Work instruction:
Would you give the entries below again in full, exactly as they stand?

Data:
........

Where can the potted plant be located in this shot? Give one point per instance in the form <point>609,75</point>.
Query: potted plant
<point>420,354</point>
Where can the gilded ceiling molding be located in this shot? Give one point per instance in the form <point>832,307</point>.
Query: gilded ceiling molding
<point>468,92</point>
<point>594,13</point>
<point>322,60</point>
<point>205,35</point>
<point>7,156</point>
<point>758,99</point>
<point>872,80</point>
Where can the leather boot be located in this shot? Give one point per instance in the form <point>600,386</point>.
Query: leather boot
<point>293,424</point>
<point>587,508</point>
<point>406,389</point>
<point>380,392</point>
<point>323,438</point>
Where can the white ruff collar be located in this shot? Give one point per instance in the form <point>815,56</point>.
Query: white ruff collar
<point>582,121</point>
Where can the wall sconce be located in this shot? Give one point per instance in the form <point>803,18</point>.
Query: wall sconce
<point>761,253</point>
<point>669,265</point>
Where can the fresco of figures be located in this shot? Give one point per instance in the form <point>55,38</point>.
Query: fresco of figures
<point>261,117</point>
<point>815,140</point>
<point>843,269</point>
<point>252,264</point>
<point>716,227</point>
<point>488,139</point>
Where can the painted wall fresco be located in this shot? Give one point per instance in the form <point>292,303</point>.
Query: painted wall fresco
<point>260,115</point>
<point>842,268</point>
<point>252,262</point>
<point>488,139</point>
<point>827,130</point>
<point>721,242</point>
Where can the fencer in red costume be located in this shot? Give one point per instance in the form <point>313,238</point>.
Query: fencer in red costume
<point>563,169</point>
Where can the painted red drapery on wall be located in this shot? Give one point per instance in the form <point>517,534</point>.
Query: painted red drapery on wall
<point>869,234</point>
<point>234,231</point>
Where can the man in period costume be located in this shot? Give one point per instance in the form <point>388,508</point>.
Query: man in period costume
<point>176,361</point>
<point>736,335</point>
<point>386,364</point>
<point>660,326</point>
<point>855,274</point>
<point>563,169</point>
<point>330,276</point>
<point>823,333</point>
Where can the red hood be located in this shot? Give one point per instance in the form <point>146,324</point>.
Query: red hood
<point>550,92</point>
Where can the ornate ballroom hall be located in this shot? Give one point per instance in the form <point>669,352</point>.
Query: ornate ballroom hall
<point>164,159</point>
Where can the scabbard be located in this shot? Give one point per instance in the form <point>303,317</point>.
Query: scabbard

........

Response box:
Where can the potted plant be located in this shot? Give one point per instance in the form <point>609,75</point>.
Query: potted plant
<point>420,354</point>
Where can the gilded ceiling molding be located in this shot? Give one point per instance in the form <point>832,307</point>.
Query: gilded ceiling molding
<point>468,92</point>
<point>594,13</point>
<point>322,60</point>
<point>205,35</point>
<point>7,156</point>
<point>758,99</point>
<point>872,80</point>
Where can the leather boot be located in this shot? Give one point per instance in the form <point>600,386</point>.
Query: leather boot
<point>293,424</point>
<point>587,508</point>
<point>406,389</point>
<point>380,392</point>
<point>323,438</point>
Where can the white ruff collar be located in this shot? Give one point per instance in the form <point>815,56</point>.
Query: white ruff collar
<point>582,121</point>
Where can the wall sconce be located in this shot? Give one point per instance in the form <point>803,18</point>.
Query: wall sconce
<point>761,253</point>
<point>669,265</point>
Where can the fresco of figures be located in this shot? Give one point per instance in the form <point>55,38</point>.
Query: fresco of figures
<point>261,117</point>
<point>815,140</point>
<point>843,269</point>
<point>252,264</point>
<point>716,227</point>
<point>488,139</point>
Where can the painted wall fresco be located in this shot? Give one point per instance in the form <point>292,303</point>.
Query: painted wall fresco
<point>260,115</point>
<point>842,268</point>
<point>252,262</point>
<point>488,139</point>
<point>827,130</point>
<point>721,242</point>
Where can the fencer in red costume be located in this shot? Give one point per instance in the form <point>313,238</point>.
Query: fencer in red costume
<point>563,169</point>
Where can the painted red drapery on wall be located in this shot? Give one point per instance in the form <point>517,534</point>.
Query: painted red drapery on wall
<point>869,234</point>
<point>234,231</point>
Where can the man in period costume be located in this shot? Give one point per instance in the form <point>388,508</point>.
Query: man in period costume
<point>176,361</point>
<point>736,335</point>
<point>386,364</point>
<point>660,326</point>
<point>855,274</point>
<point>563,169</point>
<point>330,276</point>
<point>823,333</point>
Where can the red hood be located in this shot? Give one point per instance in the form <point>146,324</point>.
Query: red hood
<point>550,92</point>
Where can the ornate ballroom hall be located in this shot? Give one point per instance in the form <point>669,352</point>.
Query: ornate ballroom hall
<point>164,159</point>
Where can the scabbard be located in this shot? Give one point per instance in the form <point>303,317</point>.
Query: scabbard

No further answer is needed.